# Task requirements
Rewrite the records below with every "gift box" changed to "package" and nothing else altered, and omit the pictures from your answer.

[Stored dataset items]

============================================================

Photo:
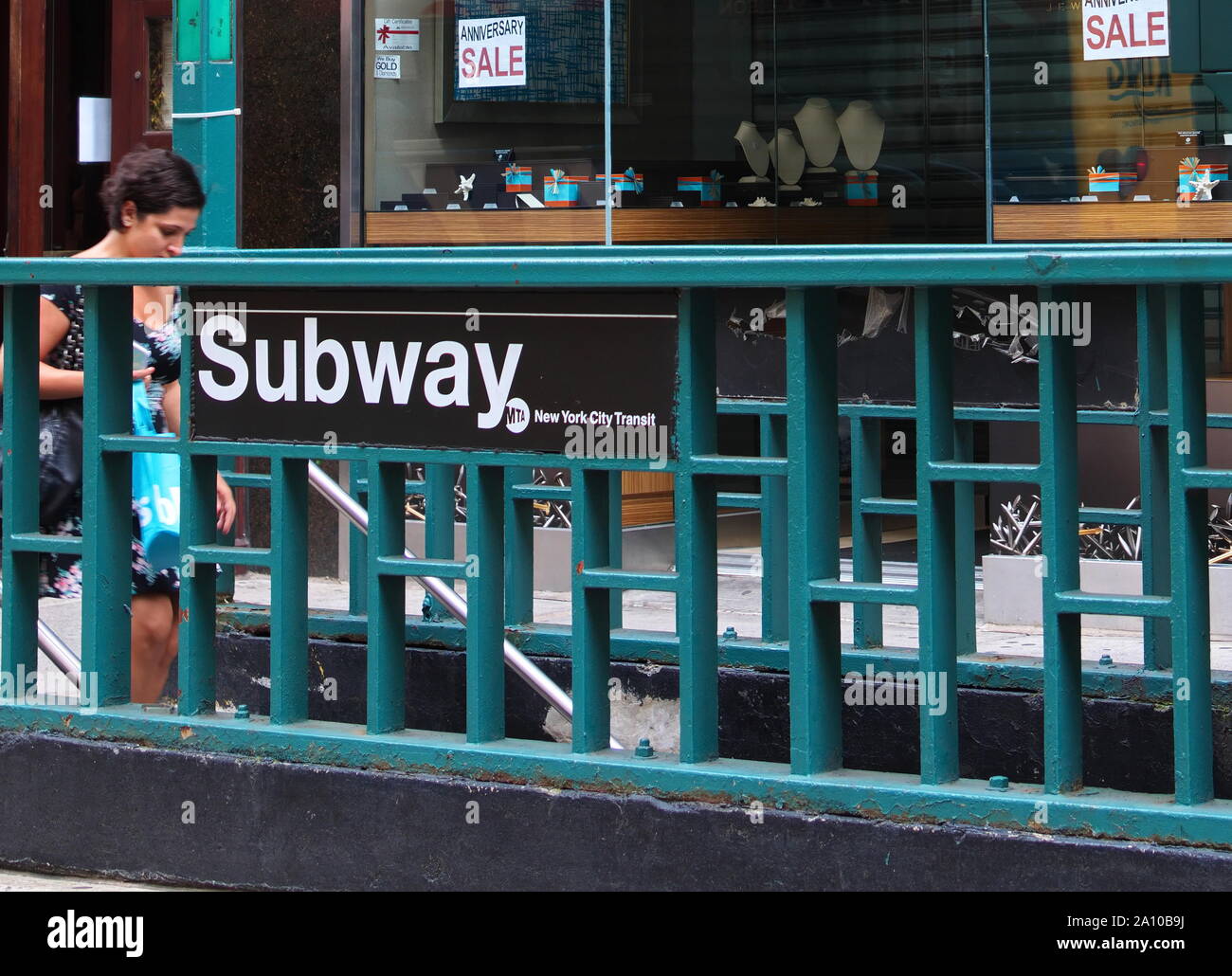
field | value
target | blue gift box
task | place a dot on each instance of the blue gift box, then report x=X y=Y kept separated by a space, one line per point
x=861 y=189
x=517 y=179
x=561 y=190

============================================================

# Task result
Photo:
field | value
target | blue package
task | place a dot on each instance of the blue package, then report x=X y=Y kept separated by a space, one line per point
x=861 y=189
x=517 y=179
x=561 y=190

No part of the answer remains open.